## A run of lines
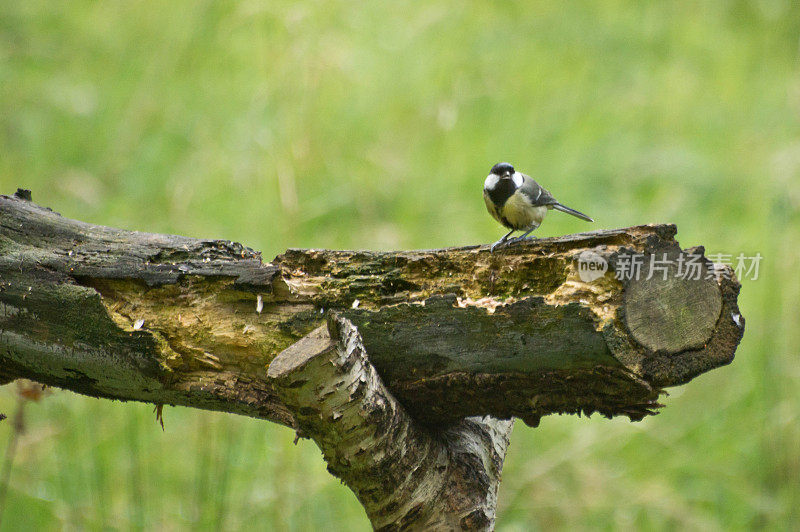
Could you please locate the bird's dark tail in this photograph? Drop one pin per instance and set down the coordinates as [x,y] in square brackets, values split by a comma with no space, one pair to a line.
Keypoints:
[573,212]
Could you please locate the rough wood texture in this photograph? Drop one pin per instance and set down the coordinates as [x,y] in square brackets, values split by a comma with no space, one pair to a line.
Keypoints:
[453,332]
[407,476]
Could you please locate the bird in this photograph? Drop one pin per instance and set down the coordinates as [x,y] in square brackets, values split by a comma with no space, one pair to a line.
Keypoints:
[518,202]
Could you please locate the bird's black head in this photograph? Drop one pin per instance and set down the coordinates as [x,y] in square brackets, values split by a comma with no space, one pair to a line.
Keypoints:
[503,169]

## Task objective
Rewrite everything from the line containing "Could you please locate the bird's black" down to the last line, changing "black head" to "dark head" and leaving the rest as it stands. Give only those lines.

## Answer to this exercise
Could you please locate the bird's dark head in this photograph? Drop one pin per instance and set down the coordinates as [x,y] in square brackets, values split by a comma with no space, one pair to a line.
Keypoints:
[503,169]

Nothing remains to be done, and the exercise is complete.